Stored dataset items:
.....
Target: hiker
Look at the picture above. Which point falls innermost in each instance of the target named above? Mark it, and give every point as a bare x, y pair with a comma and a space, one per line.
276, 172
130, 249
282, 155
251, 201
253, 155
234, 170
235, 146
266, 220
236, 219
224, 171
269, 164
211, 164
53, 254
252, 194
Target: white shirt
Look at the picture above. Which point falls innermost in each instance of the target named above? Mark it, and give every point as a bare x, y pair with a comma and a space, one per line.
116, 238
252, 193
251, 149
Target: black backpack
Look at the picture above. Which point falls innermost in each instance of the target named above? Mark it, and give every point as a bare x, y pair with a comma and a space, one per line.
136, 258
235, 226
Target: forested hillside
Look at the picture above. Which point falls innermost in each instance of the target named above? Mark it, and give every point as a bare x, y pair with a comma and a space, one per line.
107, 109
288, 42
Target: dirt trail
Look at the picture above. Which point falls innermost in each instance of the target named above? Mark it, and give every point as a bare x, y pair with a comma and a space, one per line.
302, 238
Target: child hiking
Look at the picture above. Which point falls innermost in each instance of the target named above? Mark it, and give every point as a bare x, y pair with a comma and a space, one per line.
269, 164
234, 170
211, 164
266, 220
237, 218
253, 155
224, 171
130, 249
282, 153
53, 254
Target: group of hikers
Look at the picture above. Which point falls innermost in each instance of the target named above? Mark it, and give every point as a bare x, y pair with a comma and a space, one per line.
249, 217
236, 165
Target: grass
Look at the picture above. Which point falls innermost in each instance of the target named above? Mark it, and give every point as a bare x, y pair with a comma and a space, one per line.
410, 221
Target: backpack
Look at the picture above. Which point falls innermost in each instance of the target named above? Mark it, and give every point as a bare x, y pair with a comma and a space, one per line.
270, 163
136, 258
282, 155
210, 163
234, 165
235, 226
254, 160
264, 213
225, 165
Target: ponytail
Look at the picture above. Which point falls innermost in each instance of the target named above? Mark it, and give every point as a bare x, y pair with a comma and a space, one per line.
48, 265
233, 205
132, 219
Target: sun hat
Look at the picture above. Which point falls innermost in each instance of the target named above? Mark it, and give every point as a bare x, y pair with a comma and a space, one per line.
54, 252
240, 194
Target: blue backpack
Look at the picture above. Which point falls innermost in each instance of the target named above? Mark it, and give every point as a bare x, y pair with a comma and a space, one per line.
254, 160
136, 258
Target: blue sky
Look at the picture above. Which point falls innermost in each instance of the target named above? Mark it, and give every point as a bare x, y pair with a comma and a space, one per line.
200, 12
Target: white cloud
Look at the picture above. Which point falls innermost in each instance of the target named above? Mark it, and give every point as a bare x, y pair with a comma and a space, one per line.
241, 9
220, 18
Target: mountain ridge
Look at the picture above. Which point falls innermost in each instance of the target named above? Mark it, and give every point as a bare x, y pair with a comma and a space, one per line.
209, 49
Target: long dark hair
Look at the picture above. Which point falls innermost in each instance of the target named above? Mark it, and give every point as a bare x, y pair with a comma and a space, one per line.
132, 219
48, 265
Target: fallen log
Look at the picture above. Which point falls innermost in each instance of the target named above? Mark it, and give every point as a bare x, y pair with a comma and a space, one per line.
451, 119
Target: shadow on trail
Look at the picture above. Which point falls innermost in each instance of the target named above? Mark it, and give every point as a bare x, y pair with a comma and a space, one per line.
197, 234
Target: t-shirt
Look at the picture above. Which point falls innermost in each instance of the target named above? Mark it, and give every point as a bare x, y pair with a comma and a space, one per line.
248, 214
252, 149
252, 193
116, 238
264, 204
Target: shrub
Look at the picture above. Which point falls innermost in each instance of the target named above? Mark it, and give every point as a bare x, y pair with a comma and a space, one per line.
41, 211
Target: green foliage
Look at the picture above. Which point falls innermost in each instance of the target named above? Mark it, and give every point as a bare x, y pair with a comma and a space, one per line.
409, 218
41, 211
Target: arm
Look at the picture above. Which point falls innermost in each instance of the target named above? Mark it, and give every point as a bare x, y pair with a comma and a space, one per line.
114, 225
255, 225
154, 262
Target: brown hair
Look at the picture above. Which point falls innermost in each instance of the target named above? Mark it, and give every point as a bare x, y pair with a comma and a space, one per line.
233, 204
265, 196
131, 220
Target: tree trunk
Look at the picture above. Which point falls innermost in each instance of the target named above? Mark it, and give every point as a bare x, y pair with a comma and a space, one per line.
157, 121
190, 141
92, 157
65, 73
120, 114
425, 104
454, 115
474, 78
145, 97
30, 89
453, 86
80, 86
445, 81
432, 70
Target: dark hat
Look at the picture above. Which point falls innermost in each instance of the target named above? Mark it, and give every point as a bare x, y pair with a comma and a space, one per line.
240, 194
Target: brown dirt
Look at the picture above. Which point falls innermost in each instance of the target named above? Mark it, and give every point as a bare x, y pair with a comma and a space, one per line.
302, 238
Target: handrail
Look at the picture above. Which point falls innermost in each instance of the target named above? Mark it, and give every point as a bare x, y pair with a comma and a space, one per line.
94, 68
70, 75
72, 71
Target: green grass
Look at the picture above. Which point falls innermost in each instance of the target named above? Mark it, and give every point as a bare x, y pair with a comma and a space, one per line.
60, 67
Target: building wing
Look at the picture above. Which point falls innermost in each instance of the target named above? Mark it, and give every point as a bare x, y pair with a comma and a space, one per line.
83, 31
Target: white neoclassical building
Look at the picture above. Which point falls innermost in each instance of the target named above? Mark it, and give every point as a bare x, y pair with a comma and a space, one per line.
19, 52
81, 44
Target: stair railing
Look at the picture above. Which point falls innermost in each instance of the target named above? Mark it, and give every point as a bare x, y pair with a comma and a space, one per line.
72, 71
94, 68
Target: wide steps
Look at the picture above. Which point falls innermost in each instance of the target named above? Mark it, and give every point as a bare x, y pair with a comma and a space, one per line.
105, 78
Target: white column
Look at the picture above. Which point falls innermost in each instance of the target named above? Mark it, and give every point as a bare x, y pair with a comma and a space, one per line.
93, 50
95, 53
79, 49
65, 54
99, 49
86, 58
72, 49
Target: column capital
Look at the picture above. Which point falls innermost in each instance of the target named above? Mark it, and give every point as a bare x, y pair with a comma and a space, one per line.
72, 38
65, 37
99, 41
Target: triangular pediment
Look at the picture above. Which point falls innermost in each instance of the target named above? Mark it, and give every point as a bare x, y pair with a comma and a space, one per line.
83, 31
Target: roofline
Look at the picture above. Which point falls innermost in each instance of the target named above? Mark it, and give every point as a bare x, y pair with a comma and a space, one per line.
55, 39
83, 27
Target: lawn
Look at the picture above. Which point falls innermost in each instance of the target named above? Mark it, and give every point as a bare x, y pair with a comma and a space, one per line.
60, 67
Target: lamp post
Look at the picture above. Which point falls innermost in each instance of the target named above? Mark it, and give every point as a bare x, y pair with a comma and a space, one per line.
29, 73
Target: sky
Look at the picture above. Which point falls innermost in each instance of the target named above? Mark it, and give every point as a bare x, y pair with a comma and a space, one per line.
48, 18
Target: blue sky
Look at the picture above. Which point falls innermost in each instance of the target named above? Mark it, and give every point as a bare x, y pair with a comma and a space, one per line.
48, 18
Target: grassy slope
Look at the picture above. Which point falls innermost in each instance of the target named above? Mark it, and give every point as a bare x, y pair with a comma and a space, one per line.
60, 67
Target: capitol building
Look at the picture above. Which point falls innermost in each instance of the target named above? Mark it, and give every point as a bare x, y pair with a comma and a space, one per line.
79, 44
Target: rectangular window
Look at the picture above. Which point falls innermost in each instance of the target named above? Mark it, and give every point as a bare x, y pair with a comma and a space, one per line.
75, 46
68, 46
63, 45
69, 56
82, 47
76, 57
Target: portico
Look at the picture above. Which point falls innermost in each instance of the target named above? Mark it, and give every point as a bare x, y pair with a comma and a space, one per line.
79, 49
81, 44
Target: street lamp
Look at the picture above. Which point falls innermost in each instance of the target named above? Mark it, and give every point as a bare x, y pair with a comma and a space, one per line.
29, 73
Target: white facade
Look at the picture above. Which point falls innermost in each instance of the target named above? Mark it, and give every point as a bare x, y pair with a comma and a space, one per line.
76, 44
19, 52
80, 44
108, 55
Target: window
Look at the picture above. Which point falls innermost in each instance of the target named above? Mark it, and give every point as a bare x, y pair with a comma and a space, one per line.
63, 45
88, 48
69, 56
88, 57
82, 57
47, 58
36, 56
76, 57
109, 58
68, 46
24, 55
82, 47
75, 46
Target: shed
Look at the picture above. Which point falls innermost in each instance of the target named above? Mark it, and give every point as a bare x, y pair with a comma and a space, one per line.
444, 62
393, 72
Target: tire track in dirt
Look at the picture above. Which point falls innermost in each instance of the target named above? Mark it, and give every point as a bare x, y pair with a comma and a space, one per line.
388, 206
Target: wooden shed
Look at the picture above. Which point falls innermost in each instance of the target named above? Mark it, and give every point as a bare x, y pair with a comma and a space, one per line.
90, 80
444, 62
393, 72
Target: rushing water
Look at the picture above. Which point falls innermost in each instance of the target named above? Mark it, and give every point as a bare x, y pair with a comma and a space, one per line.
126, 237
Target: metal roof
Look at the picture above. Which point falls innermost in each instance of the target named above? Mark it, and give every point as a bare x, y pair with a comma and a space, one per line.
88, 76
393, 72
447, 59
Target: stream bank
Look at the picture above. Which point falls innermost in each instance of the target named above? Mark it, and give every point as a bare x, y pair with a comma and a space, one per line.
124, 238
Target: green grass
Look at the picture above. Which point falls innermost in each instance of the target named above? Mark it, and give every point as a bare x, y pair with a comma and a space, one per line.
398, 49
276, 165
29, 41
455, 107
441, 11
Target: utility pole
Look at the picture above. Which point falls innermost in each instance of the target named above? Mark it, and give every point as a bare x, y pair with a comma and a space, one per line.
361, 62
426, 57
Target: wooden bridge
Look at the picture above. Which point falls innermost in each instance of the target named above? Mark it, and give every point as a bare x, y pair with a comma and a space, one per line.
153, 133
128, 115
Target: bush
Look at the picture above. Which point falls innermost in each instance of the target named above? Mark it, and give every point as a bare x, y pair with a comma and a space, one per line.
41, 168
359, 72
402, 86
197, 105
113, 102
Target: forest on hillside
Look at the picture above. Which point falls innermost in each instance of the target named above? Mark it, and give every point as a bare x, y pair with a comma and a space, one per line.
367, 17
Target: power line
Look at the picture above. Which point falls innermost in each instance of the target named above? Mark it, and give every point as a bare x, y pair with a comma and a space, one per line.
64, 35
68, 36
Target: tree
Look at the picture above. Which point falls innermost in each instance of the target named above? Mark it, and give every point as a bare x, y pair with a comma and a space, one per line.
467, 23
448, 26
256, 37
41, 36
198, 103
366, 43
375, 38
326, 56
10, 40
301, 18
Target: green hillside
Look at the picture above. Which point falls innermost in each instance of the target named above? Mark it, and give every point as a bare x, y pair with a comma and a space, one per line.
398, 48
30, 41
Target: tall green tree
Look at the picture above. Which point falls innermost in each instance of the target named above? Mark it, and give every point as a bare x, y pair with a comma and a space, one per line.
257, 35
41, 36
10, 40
.....
EXERCISE BRIEF:
Retype the records above, but only those lines that fall between the line containing "Target: brown hair" and the line containing "Target: tree trunk", with both of those lines included, exactly as written.

COMPLETED EXERCISE:
Target: brown hair
Look at the picture above. Which point falls innermost in each instance of the target named above? Mark it, and give every point as a bare x, y pair with a comma and a space, one per line.
233, 204
265, 196
131, 220
Target: tree trunk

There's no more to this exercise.